> **Objective**
The text below is about using ssh with here documents. List every command inside the curly braces of its last example, the one run with 'bash -s'.

> **Source excerpt**
Using ssh with Here Documents
So a command being read and executed before next command is read, which is causing your problems. To avoid this, use a group command, so the entire group command is read before executing the group command. For example, try the following.
ssh another_host <<EOF
{
set -x
command_a
command_b
run_framework
command_c
...
}
EOF
or maybe this would be safer.
ssh another_host <<EOF
: | {
set -x
command_a
command_b
run_framework
command_c
...
}
or
ssh another_host <<EOF
{
set -x
command_a
command_b
run_framework
command_c
...
} < /dev/null
Note: When I use ssh another_host <<EOF, I get the following error message.
Pseudo-terminal will not be allocated because stdin is not a terminal.
Either one of the following 2 changes can be use to avoid this message.
I suppose if some of the commands actually needed input, then another "here document" could be used. For example, see the following.
ssh another_host 'bash -s' <<'EOF'
{
echo a
echo b
read x
echo "$x"
echo c
head -n1
echo d
} <<'EOF2'
hi there
nice day
bye now
EOF2
EOF
For me, this produced the following output.

> **Supplied information**
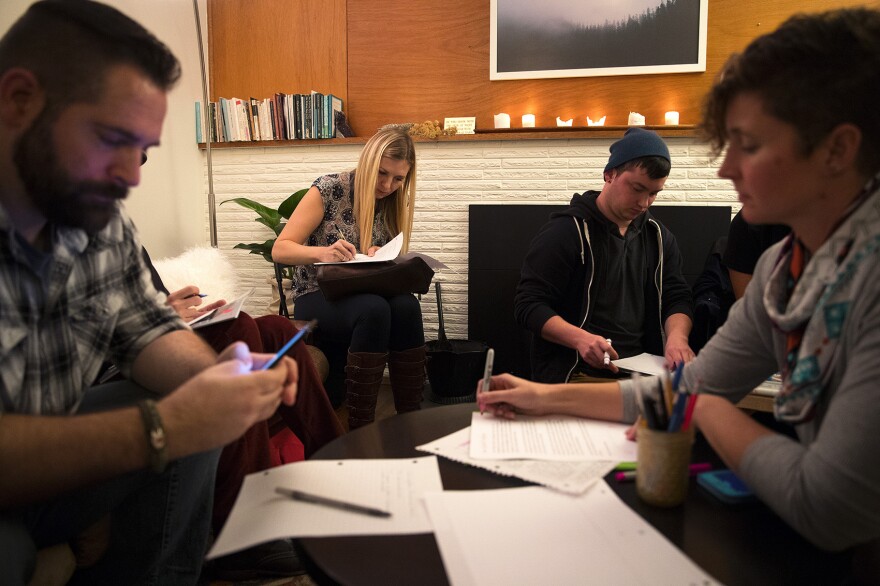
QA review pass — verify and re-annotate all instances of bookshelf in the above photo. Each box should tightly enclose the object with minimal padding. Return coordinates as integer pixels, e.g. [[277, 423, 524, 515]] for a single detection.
[[199, 125, 699, 149]]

> **Exercise solution**
echo a
echo b
read x
echo "$x"
echo c
head -n1
echo d